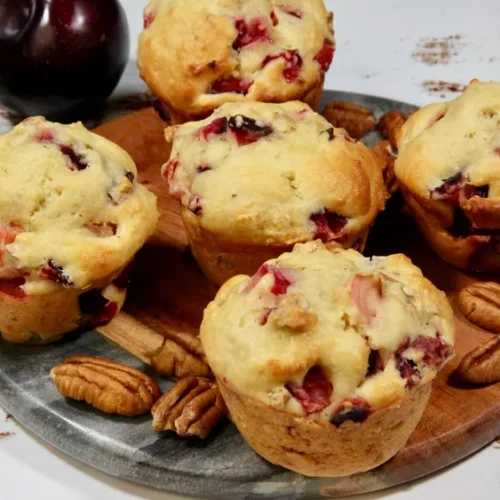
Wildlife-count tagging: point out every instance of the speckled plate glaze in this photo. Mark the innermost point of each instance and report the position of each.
(222, 466)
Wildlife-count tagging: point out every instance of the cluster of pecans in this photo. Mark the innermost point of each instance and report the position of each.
(480, 304)
(192, 407)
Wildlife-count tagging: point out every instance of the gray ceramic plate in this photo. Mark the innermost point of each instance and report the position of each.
(222, 466)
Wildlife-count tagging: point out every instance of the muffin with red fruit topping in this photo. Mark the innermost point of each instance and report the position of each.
(195, 56)
(449, 172)
(325, 358)
(256, 178)
(72, 216)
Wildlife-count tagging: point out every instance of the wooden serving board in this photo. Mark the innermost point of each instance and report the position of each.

※ ※ ※

## Task prompt
Render every line of the material above as a Markdown table with the columns Row and Entry, numbering the rows and skipping blank lines. Leave the pictures out.

## Solution below
| Row | Entry |
|---|---|
| 1 | Wildlife-count tagging: point out every instance of the speckled plate glaze in this photo. Mark the innermost point of each instance and report the position of each. |
| 2 | (222, 466) |
| 3 | Wildlife-count tagging: point out every instance of the cluster of pecans in this photo. Mark the innermost point of each instance and report the position of each. |
| 4 | (480, 304) |
| 5 | (192, 407) |
| 6 | Wildlife-count tagging: point out every instance of the gray ceramic plate in this photo. Mark the innermost point of each instance and report the position of each. |
| 7 | (222, 466) |
| 8 | Wildlife-count tagging: point out every instance of the muffin with red fruit topping in this photo. Mark the innermost point of each instance and report the position of each. |
| 9 | (195, 56) |
| 10 | (449, 172) |
| 11 | (325, 358) |
| 12 | (256, 178) |
| 13 | (72, 216) |
| 14 | Wildlife-count tagging: point out every instance of the wooden serving board in this photo. Mark the innermost point of each instance and report the position of each. |